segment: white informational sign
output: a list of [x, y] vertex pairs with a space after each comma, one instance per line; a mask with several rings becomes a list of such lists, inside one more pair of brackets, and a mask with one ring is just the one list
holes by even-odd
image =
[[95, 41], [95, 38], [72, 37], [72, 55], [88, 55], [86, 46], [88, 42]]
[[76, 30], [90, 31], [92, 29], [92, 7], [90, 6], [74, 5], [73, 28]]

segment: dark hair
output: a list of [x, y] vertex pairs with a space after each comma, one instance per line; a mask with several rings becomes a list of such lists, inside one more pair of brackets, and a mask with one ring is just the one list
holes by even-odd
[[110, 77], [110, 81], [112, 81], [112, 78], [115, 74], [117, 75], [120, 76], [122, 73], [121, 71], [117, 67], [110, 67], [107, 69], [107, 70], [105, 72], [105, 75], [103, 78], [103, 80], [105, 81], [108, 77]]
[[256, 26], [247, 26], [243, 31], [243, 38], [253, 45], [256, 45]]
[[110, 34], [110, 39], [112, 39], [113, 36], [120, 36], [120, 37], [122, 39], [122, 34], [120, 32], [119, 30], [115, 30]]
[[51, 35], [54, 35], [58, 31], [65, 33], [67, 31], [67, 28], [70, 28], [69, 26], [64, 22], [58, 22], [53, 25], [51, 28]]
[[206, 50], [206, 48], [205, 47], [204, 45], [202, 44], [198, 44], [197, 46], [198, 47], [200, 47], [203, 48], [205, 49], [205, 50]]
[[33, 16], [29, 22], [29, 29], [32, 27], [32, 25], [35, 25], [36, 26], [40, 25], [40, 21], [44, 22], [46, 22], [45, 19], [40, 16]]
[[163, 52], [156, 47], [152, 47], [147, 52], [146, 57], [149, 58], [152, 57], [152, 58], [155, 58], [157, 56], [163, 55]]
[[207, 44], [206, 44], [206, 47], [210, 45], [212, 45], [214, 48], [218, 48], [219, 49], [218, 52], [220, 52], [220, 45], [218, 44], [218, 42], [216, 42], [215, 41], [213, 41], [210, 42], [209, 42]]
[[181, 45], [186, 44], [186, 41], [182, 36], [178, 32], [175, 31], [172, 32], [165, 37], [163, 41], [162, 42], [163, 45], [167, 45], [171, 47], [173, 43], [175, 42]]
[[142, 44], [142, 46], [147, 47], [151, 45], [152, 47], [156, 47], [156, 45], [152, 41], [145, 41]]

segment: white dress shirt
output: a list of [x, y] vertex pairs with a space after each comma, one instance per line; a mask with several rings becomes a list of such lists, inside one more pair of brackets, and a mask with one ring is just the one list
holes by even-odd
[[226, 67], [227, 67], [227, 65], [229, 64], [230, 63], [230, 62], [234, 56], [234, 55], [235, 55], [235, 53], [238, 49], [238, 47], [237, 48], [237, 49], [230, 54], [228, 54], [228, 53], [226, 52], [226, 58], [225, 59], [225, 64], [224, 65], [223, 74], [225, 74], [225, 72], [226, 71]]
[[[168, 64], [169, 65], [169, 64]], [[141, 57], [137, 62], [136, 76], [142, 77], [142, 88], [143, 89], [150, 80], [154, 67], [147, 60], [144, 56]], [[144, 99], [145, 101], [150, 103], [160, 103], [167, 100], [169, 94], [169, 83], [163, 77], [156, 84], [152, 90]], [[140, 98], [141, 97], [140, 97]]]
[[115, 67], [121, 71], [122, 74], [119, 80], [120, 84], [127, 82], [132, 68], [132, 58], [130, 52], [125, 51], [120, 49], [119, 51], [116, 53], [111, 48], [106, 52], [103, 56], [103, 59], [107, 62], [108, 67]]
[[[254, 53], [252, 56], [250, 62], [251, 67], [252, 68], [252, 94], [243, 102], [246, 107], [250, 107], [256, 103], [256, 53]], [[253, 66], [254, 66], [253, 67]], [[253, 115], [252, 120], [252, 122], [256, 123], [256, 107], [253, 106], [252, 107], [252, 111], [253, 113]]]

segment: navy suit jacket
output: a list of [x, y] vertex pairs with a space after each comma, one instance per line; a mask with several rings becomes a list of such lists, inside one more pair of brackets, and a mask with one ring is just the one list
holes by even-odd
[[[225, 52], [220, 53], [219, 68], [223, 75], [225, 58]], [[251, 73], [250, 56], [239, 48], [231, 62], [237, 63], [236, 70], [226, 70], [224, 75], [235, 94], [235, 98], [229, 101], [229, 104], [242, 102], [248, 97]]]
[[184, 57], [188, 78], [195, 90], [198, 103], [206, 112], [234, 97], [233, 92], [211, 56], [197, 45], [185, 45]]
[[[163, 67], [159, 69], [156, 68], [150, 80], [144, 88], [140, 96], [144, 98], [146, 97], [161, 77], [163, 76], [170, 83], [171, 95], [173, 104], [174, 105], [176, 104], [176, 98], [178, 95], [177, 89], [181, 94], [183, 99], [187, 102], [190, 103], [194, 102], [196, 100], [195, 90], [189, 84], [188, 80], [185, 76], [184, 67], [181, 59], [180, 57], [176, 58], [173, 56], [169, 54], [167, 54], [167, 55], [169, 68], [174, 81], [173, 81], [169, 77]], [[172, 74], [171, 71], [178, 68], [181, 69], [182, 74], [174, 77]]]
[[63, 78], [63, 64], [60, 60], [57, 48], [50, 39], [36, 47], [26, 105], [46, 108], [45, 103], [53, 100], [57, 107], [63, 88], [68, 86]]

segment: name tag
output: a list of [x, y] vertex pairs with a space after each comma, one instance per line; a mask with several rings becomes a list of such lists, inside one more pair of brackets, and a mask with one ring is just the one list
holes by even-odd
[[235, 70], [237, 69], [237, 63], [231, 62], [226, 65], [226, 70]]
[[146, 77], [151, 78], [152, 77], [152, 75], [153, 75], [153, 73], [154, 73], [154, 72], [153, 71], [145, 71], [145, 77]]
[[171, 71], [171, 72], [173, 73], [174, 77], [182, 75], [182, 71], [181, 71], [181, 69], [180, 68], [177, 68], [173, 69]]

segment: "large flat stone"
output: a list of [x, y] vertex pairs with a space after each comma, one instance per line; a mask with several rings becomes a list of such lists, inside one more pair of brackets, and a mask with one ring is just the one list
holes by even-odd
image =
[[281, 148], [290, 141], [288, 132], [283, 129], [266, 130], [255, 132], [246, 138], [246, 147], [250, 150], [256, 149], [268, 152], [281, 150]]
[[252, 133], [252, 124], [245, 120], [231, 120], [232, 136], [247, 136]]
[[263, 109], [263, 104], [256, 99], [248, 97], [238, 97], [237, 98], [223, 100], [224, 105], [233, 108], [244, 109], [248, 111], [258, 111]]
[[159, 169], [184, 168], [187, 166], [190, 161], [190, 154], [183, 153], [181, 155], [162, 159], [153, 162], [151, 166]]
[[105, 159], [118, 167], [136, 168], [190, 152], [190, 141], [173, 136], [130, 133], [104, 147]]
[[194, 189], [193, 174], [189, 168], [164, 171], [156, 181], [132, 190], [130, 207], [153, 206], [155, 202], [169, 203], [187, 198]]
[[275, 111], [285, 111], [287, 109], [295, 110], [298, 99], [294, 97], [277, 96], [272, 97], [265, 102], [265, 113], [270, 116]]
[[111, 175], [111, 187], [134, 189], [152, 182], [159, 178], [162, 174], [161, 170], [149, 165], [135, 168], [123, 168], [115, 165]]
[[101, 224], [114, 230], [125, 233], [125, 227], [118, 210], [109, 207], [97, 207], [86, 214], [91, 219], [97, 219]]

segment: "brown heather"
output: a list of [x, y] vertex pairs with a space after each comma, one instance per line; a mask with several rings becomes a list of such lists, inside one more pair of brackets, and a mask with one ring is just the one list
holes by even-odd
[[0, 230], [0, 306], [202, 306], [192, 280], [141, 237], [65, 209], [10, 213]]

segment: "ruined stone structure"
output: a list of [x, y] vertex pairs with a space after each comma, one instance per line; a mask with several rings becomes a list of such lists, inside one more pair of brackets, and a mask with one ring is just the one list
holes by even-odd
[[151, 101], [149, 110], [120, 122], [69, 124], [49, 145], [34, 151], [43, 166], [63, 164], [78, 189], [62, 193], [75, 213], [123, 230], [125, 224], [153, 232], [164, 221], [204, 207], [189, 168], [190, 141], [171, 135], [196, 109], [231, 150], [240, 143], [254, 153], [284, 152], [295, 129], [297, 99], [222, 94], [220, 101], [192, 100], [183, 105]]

▶ **WHAT YOU HAVE TO DO**:
Rewrite the records from the line with "segment: name tag" up to and including the line with "65], [226, 70]]", putting "nonzero winding" in place of "even-odd" and keeping everything else the same.

▶ **EXERCISE SOLUTION**:
segment: name tag
output: a list of [x, y] vertex pairs with a space after each comma, one instance per line; a mask with several rings becomes a list of such lists, inside one more pair of brackets, and a mask with one ring is just the one list
holes by nonzero winding
[[235, 70], [237, 69], [237, 63], [231, 62], [226, 65], [226, 70]]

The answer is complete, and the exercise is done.